> [Instruções das tarefas]
#1 No texto sobre a cobertura jornalística da Secretaria de Segurança Pública, quem foram os dois titulares da Pasta durante o período em que o Autor atuou junto à SSP?
#2 Quais manifestações "abertamente provocativas" o texto sobre a cobertura jornalística da Secretaria de Segurança Pública enumera? Liste todas.
#3 Prossiga com o texto sobre a cobertura jornalística da Secretaria de Segurança Pública a partir do ponto em que ele termina.

> [Trecho fornecido]
Destacam-se, neste primeiro caso, os cinco volumes enfeixando dezoito anos da coluna diária finamente elaborada por Carlos Castello Branco, indiscutível e incontestável Termômetro Político da Imprensa Brasileira.

No presente caso, a intenção do Autor é oferecer aos pesquisadores interessados no tema um resumo do que foi possível anotar e recordar durante a recidiva dos atentados perpetrados na antevéspera da redemocratização do País. Momentos difíceis para os (pouquíssimos) repórteres acreditados na Secretaria de Segurança Pública, pois, a cada explosão ou incêndio de autoria desconhecida, correspondia a desagradável e imediata estratégia do "fechamento"; isto é, os portões e corredores da Polícia Política eram bloqueados e nem sempre os jornalistas (no esforço para proporcionar informações fidedignas aos leitores) conseguiam burlar a vigilância.

Relato

As jornadas de trabalho nunca se repetiam, apesar da rotina que (aparentemente) marca o início das manhãs nos diferentes setores da Administração Pública - com as pessoas chegando para o serviço cheirando a água de colônia e sabonete; os ternos e vestidos recém-passados. Todavia, para aqueles repórteres especialmente designados, a cobertura jornalística da Secretaria de Estado de Segurança Pública, na segunda metade da década de setenta - quando a "distensão lenta e gradual" implementada pelo general-presidente Ernesto Geisel evoluía no plano prático e passou a ocupar espaço cada vez maior no noticiário -, era uma "caixa de surpresas". Mesmo nos "dias de calmaria" era necessário guardar o fôlego para as tempestades ocasionais. Estas, por sua vez, manifestavam-se sob inúmeros disfarces:

  • Sob a forma de adendos às ordens judiciais encaminhadas aos diretores de departamentos (e ao próprio secretário), quase sempre relacionadas a acusações de práticas lesivas à paz social (ao tempo em que o Autor destas linhas cumpriu sua missão profissional junto à SSP, dois foram os titulares da Pasta: Edmundo Adolpho Murgel e Waldyr Alves Costa Muniz - ambos generais reformados, já falecidos);
  • Camufladas sob o indicativo de "greves brancas" impulsionadas por esta ou aquela facção insatisfeita com as determinações do secretário;
  • Abertamente provocativas e traduzidas por intermédio de sirenatas, passeatas nas ruas do Centro da Cidade, bloqueio de ruas e avenidas e disparos para o alto durante o sepultamento de policiais tombados no cumprimento do dever (tais episódios decorriam do interminável conflito entre os quadros de ambas corporações encarregadas de prover a segurança dos cidadãos e os representantes do Poder Judiciário, face às denúncias sempre freqüentes de violações dos Direitos Humanos);
  • Mediante pequenos atos de sabotagem no âmbito burocrático, objetivando minar as ordens do secretário e dos seus auxiliares;
  • Por intermédio de pronunciamentos (e atos públicos) sempre contundentes da presidência da Associação dos Delegados de Polícia e do Clube dos Oficiais da Polícia Militar e do Corpo de Bombeiros, numa época em que liberais e ortodoxos (isto é, adeptos da linha dura) disputavam o comando da SSP;
  • A partir da elaboração e disseminação de textos apócrifos, panfletagem e interferência clandestina no sistema de transmissão-recepção do Centro de Coordenação de Operações de Segurança;
  • Como contrapartida ao impacto provocado pelo noticiário dos jornais, revistas e emissoras de rádio e TV. Submetida durante anos à censura prévia, a Imprensa passou a destacar os fatos policiais que podiam ser interpretados à luz da política e a denunciar abusos e irregularidades.

[Itens de dados]
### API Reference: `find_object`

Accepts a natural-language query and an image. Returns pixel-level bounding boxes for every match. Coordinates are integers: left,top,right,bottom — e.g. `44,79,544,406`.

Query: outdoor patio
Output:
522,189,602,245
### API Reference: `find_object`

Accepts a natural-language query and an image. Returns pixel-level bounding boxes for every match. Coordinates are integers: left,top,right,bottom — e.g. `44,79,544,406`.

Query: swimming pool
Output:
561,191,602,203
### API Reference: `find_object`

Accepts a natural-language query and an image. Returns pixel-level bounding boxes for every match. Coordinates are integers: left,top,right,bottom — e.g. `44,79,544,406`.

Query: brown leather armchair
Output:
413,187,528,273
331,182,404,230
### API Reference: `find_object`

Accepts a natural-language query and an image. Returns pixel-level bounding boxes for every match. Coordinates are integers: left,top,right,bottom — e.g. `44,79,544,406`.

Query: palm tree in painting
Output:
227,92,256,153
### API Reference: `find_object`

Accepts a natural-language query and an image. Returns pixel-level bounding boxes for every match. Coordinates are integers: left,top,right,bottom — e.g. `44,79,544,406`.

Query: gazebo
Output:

> [Respostas esperadas]
#1 Edmundo Adolpho Murgel e Waldyr Alves Costa Muniz.

#2
- Sirenatas
- Passeatas nas ruas do Centro da Cidade
- Bloqueio de ruas e avenidas
- Disparos para o alto durante o sepultamento de policiais tombados no cumprimento do dever

#3
Memória da Violência

O antigo e sólido prédio cinzento situado no número 40 da Rua da Relação, esquina com Inválidos (três pavimentos ocupando amplo quadrilátero; o espaço central aberto e dando vista para um pequeno pátio), era um dos locais mais emblemáticos para o noticiário da época.

Com efeito, mesmo passados tantos anos, era impossível dissociá-lo das histórias de violência ali praticadas durante o Estado Novo e - com menor intensidade - após a decretação do Ato Institucional Número 5 (no dia 13 de dezembro de 1968).

De 1979 em diante, porém, a sombra misteriosa e fria do Departamento de Ordem Política e Social (Dops), criação do ex-tenente (e, contraditório registro, integrante da Coluna Prestes) Felinto Müller, já não se projetava tanto sobre a população do Rio de Janeiro. Seus delegados, detetives, analistas e inspetores integravam um aparato quase burocrático.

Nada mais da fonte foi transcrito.